• _What you are asked to do_
Restate every entry word for word.

::::::

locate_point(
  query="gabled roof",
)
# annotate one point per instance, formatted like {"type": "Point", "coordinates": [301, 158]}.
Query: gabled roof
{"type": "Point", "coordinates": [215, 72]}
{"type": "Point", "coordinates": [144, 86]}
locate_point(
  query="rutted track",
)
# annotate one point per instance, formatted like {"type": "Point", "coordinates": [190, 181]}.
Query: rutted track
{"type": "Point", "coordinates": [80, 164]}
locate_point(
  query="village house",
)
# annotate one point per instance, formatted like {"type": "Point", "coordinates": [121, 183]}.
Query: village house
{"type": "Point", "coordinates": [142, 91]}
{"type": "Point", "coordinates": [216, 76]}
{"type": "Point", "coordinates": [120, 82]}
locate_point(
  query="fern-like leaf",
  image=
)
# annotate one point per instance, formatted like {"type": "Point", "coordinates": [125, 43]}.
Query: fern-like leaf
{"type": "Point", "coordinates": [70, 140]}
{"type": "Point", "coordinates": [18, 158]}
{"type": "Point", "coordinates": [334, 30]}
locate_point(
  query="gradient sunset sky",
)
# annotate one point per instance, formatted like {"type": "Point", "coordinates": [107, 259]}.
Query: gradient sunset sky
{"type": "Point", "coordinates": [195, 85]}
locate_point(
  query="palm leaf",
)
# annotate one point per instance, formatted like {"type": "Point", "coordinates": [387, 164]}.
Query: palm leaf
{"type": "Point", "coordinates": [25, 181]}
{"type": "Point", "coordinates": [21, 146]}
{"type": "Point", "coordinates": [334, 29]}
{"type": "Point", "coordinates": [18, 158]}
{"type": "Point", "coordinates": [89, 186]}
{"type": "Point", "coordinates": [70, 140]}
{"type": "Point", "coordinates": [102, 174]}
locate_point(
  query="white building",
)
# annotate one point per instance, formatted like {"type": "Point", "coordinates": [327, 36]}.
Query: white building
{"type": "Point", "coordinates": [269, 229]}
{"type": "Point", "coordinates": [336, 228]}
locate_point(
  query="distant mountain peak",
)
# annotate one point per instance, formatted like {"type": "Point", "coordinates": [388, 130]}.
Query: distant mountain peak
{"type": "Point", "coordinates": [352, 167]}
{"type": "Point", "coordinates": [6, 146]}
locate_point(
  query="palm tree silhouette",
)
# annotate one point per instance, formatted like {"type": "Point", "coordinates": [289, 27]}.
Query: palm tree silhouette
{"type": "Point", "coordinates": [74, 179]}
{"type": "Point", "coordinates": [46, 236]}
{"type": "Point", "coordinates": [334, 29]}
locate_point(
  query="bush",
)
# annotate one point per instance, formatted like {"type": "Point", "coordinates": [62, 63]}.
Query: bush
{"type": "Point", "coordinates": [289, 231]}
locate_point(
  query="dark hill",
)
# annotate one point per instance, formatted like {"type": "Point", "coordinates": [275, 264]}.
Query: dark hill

::::::

• _Solution for this exercise_
locate_point(
  query="gabled roof",
)
# annotate one point per instance, formatted like {"type": "Point", "coordinates": [301, 158]}.
Query: gabled roof
{"type": "Point", "coordinates": [215, 72]}
{"type": "Point", "coordinates": [144, 86]}
locate_point(
  query="rutted track",
)
# annotate one point per instance, formatted like {"type": "Point", "coordinates": [190, 181]}.
Query: rutted track
{"type": "Point", "coordinates": [80, 164]}
locate_point(
  query="village house",
)
# annotate one point per instance, formatted like {"type": "Point", "coordinates": [121, 183]}.
Query: village house
{"type": "Point", "coordinates": [142, 91]}
{"type": "Point", "coordinates": [216, 76]}
{"type": "Point", "coordinates": [120, 82]}
locate_point(
  query="fern-like leaf",
  image=
)
# annotate one point per instance, formatted like {"type": "Point", "coordinates": [125, 43]}.
Query: fern-like leaf
{"type": "Point", "coordinates": [70, 140]}
{"type": "Point", "coordinates": [18, 158]}
{"type": "Point", "coordinates": [334, 30]}
locate_point(
  query="gradient sunset sky",
)
# annotate one point per instance, formatted like {"type": "Point", "coordinates": [107, 259]}.
Query: gradient sunset sky
{"type": "Point", "coordinates": [195, 85]}
locate_point(
  query="palm leaf",
)
# annotate one point per instance, formatted like {"type": "Point", "coordinates": [387, 164]}.
Query: palm leaf
{"type": "Point", "coordinates": [25, 181]}
{"type": "Point", "coordinates": [21, 146]}
{"type": "Point", "coordinates": [334, 29]}
{"type": "Point", "coordinates": [18, 158]}
{"type": "Point", "coordinates": [89, 186]}
{"type": "Point", "coordinates": [70, 140]}
{"type": "Point", "coordinates": [102, 174]}
locate_point(
  query="white building",
)
# annotate one point per instance, formatted like {"type": "Point", "coordinates": [327, 36]}.
Query: white building
{"type": "Point", "coordinates": [269, 229]}
{"type": "Point", "coordinates": [336, 228]}
locate_point(
  query="distant mountain peak",
)
# annotate one point per instance, formatted like {"type": "Point", "coordinates": [388, 130]}.
Query: distant mountain peak
{"type": "Point", "coordinates": [352, 167]}
{"type": "Point", "coordinates": [6, 146]}
locate_point(
  query="palm tree silhouette",
)
# annotate one point per instance, formatted like {"type": "Point", "coordinates": [289, 27]}.
Query: palm tree silhouette
{"type": "Point", "coordinates": [74, 179]}
{"type": "Point", "coordinates": [46, 236]}
{"type": "Point", "coordinates": [334, 29]}
locate_point(
  query="bush",
)
# annotate one point per instance, formatted like {"type": "Point", "coordinates": [62, 63]}.
Query: bush
{"type": "Point", "coordinates": [289, 231]}
locate_point(
  query="dark hill",
)
# annotate one point per instance, formatted like {"type": "Point", "coordinates": [275, 264]}.
Query: dark hill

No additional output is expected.